## СТАТЬЯ
_ _ _ _ _ _ _

Слева-направо: Александр Лунц, Дан Рогинский, Александр Воронель, Марк Азбель, Москва, 1973 год.(п.а. Дана Рогинского).

– Ты имел в виду физиков?

 Не обязательно. Были экономисты, биологи, инжене­ры разного ранга.

– А как ты оценивал степень опасности этого начина­ния? Ты ведь намеревался собрать вместе выкинутых в отказ изгоев общества, сионистов, идеологических врагов режима.

– Я думал об этом, ходил советоваться с Чалидзе. Мы вместе посидели над уголовным кодексом РСФСР и на­шли, что никакая научная деятельность в Советском Сою­зе не может быть запрещена.

– После Чалидзе ты пошел к Лернеру?

 К Лернеру и к Левичу.

– Веньямин Левич уже был в подаче?

– Нет, но я услышал через третьих лиц, что он подумы­вает об этом. Я был хорошо с ним знаком как с выдающим­ся физиком. У нас были даже какие-то общие дела. Левич очень подробно меня обо всем расспрашивал. “Саша, вас таскали в КГБ?” – “Да”, – говорю. – “А что, они не бьют?”. По­баивался. А Лернер не расспрашивал, он все знал лучше меня.

_ _ _ _ _ _ _

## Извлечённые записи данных
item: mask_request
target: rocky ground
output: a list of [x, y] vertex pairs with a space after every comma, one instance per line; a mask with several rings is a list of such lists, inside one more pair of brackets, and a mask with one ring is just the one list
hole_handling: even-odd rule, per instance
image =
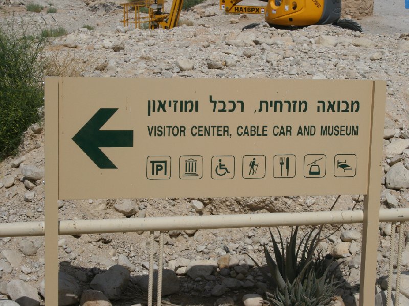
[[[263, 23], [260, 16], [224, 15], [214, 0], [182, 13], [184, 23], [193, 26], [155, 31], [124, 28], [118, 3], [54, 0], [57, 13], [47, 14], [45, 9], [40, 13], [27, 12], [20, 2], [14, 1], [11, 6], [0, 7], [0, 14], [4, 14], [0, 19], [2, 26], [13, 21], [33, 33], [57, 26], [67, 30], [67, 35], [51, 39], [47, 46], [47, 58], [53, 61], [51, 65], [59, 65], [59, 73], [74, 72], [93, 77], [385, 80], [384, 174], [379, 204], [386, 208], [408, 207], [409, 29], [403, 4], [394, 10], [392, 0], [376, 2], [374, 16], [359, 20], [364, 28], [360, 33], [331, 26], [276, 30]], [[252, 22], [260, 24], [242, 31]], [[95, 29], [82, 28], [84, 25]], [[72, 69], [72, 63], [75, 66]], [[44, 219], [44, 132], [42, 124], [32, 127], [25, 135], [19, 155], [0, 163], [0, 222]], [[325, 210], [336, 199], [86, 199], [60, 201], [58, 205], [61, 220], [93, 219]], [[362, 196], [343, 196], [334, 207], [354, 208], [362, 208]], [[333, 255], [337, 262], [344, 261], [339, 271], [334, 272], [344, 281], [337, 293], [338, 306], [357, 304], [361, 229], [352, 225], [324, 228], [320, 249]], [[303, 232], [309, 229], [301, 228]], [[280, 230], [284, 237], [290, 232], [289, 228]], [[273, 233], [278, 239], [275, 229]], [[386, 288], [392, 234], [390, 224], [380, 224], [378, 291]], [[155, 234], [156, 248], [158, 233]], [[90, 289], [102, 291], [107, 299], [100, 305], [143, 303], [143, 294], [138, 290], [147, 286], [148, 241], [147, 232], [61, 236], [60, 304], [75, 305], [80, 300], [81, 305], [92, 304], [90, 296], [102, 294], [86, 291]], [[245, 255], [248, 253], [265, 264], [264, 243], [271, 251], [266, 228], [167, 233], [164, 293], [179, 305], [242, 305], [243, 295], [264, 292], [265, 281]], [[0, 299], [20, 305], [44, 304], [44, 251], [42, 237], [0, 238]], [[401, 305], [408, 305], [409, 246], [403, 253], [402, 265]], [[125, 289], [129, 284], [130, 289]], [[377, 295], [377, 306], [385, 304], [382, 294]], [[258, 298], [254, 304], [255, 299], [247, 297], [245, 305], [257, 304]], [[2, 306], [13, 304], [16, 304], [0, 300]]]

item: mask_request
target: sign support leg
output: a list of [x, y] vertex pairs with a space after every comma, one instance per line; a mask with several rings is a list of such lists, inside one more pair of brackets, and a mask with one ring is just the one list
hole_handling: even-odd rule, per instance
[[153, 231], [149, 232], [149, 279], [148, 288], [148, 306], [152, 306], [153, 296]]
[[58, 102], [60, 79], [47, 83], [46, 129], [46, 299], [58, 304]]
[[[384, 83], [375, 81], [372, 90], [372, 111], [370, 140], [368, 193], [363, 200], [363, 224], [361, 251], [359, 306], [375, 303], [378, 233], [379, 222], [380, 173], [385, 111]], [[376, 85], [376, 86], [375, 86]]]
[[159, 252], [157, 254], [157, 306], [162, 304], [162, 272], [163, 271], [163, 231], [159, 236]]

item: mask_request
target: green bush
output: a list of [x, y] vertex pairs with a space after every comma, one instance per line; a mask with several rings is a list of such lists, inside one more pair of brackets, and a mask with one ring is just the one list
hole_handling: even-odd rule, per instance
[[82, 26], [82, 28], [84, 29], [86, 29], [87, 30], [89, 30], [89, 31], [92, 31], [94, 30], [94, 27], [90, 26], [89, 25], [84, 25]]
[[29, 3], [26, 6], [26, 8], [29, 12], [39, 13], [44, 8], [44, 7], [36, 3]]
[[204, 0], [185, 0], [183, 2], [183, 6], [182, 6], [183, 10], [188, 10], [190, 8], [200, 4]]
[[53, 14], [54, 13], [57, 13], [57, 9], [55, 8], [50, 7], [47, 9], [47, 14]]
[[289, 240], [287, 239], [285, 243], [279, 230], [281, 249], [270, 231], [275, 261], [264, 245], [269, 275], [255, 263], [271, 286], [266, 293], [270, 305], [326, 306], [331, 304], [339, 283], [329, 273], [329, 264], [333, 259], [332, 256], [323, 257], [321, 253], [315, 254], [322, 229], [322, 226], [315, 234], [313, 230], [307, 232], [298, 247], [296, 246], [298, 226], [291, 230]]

_ _ _ _ _ _ _

## ЧТО СДЕЛАТЬ
1. Приведите заново часть интервью, которая открывается словами «Слева-направо: Александр Лунц, Дан» и заканчивается словами «инжене­ры разного ранга.», подставив «математики» вместо «экономисты».
2. Ответьте на вопросы по интервью:
(а) В каком городе и в каком году сделан снимок, подпись к которому открывает интервью?
(б) Какой документ изучали вместе с Чалидзе?
(в) Каким физиком назван Веньямин Левич?

## ОТВЕТЫ ПО ЗАДАНИЯМ
1.
Слева-направо: Александр Лунц, Дан Рогинский, Александр Воронель, Марк Азбель, Москва, 1973 год.(п.а. Дана Рогинского).

– Ты имел в виду физиков?

 Не обязательно. Были математики, биологи, инжене­ры разного ранга.

2.
(а) В Москве, в 1973 году.
(б) Уголовный кодекс РСФСР.
(в) Выдающимся.